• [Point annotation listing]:

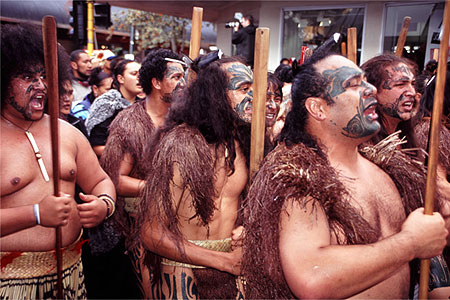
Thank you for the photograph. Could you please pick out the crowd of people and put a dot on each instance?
(156, 200)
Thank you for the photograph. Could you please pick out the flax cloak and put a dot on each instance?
(186, 147)
(298, 172)
(130, 132)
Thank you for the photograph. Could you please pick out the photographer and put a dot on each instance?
(244, 39)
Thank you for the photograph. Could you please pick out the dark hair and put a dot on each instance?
(114, 62)
(21, 47)
(75, 55)
(206, 106)
(154, 66)
(431, 67)
(284, 73)
(118, 70)
(249, 18)
(97, 76)
(375, 69)
(307, 83)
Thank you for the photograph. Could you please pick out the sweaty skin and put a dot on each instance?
(240, 82)
(395, 77)
(31, 90)
(174, 75)
(362, 124)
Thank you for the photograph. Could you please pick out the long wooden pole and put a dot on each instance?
(196, 35)
(259, 98)
(434, 141)
(51, 70)
(352, 44)
(90, 27)
(402, 37)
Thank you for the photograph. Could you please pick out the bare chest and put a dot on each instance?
(377, 198)
(23, 165)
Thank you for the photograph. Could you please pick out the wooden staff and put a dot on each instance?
(402, 38)
(259, 98)
(344, 49)
(434, 141)
(352, 45)
(51, 70)
(196, 35)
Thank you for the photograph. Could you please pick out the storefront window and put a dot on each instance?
(423, 33)
(311, 27)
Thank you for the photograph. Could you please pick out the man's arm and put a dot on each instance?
(53, 211)
(94, 181)
(314, 268)
(128, 186)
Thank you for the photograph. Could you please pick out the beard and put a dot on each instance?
(26, 111)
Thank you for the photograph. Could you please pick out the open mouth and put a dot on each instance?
(408, 105)
(37, 102)
(270, 116)
(370, 112)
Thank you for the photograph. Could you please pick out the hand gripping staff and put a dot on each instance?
(51, 70)
(434, 141)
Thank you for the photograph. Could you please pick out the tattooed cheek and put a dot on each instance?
(29, 89)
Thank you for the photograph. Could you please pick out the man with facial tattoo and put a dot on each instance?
(398, 110)
(29, 210)
(323, 219)
(161, 77)
(197, 170)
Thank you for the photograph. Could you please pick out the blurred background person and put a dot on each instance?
(105, 108)
(100, 82)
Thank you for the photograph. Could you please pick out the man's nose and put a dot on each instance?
(370, 90)
(41, 84)
(270, 103)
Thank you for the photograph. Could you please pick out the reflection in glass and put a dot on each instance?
(312, 27)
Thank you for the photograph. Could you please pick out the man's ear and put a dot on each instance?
(156, 83)
(316, 108)
(120, 79)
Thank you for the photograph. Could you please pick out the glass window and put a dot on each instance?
(311, 27)
(423, 32)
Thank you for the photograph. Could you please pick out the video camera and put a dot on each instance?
(236, 22)
(231, 24)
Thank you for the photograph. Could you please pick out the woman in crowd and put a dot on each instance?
(100, 83)
(125, 92)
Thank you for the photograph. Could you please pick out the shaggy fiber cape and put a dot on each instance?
(104, 107)
(187, 148)
(129, 133)
(299, 173)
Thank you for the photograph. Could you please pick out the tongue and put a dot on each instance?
(36, 104)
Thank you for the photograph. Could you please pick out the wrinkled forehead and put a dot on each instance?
(238, 71)
(132, 66)
(30, 69)
(174, 67)
(337, 62)
(400, 70)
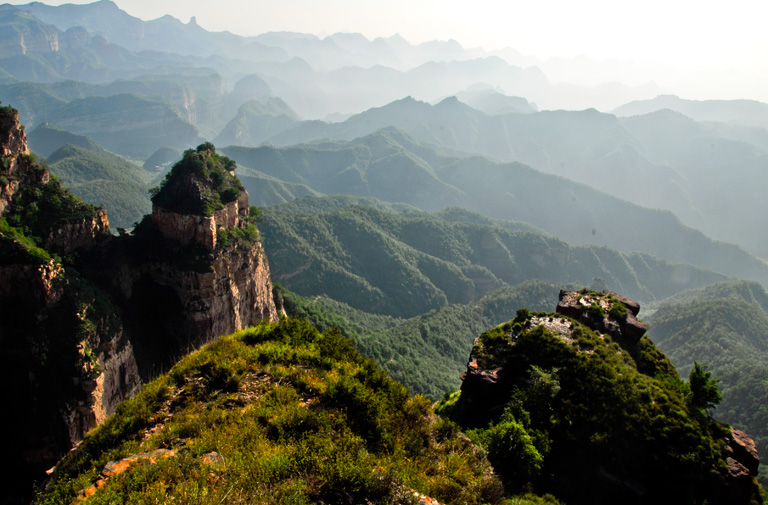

• [WHAT YOU HAVE TO DO]: Reproduce every line of the listing above word for word, leaving out the pictures.

• [FULL OUTPUT]:
Thank you for the photograph. Could you please pick out the crowd of people and put a dot on each instance?
(156, 200)
Thank you for the photograph. Could you please pick out the flax cloak and put a dot on each instance?
(186, 147)
(298, 172)
(130, 132)
Thank you for the photograph. Could you please pick out the photographer and put a dot on each instance?
(244, 39)
Thank you for the photograph. Could you please pick out the dark hair and put a dot on each instance?
(114, 62)
(21, 47)
(75, 55)
(206, 106)
(154, 66)
(431, 67)
(284, 73)
(118, 70)
(249, 18)
(97, 76)
(375, 69)
(307, 83)
Thank you for the photograph. Could you please pick out the sweaty skin and put a dot on each instance?
(240, 82)
(395, 77)
(31, 90)
(174, 75)
(362, 124)
Thank you for the photograph. Could you please pick out the long wooden pole and put a dot on each instance?
(196, 35)
(259, 98)
(434, 141)
(51, 70)
(352, 44)
(90, 27)
(402, 37)
Thank you for the photograph. Could you please pick out the bare chest and put a dot on each instance?
(377, 198)
(23, 165)
Thank you for the photograph. Could you please pick out the wooden staff and put a dot on each instance?
(402, 38)
(259, 98)
(344, 49)
(434, 141)
(352, 45)
(51, 70)
(196, 35)
Thank you for the photograph. Could you please pick out the storefront window and put a dot on each instance?
(423, 33)
(311, 27)
Thank you for the photograph. Could you please pick out the man's arm and put a dot on each instance?
(53, 211)
(94, 181)
(314, 268)
(128, 186)
Thank you for the photograph. Could you please pick out the beard and put a dot on each instance?
(26, 111)
Thank you for the photograph. Could you please pick out the open mouth and put a dot on each instance?
(408, 105)
(37, 102)
(270, 116)
(370, 112)
Thank you for the photograph. Could you please pick out the hand gripping staff and put a dot on each instance?
(51, 70)
(434, 141)
Thank you for the photograph. Could you please pick out the tattooed cheek and put a dot on each instance?
(29, 89)
Thank you for the photograph. Could you please pick out the man with facial tattoo and put a dot on each instance?
(398, 110)
(29, 210)
(323, 219)
(161, 77)
(197, 170)
Thank you for the photograph. Could you please pick out the blurred background person and put a dot on each instance?
(105, 108)
(100, 82)
Thank you for the photograph. Could you please pick out the man's nose and put a dot on each instance?
(370, 90)
(41, 84)
(270, 103)
Thank you for the photograph. Could you please pick out the reflection in glass and put a dot on each instance?
(312, 27)
Thank you for the photograph. Could you please pick out the man's ear and put a dot on each instance?
(156, 83)
(316, 108)
(120, 79)
Thank you for the photograph. Could you please pick out the glass window and put a dot on each instance?
(311, 27)
(423, 32)
Thank you for the photograph. Could you please pick out the video camera and put a dot on each instance?
(236, 22)
(231, 24)
Thank you for the photograph. Could you please pick out the woman in crowd and put a dot on each instance?
(100, 83)
(125, 92)
Thank you for the photograph. Could you please pick out the shaggy fiber cape and put a dot on each instance?
(104, 107)
(187, 148)
(129, 133)
(299, 173)
Thank you for the photograph. Could you please pick out the tongue and put a dot on each instance?
(36, 104)
Thank you for the photograph. Could you please pick out the wrinkled forehead and put a dot on each instance?
(238, 71)
(132, 66)
(30, 69)
(174, 67)
(337, 62)
(400, 70)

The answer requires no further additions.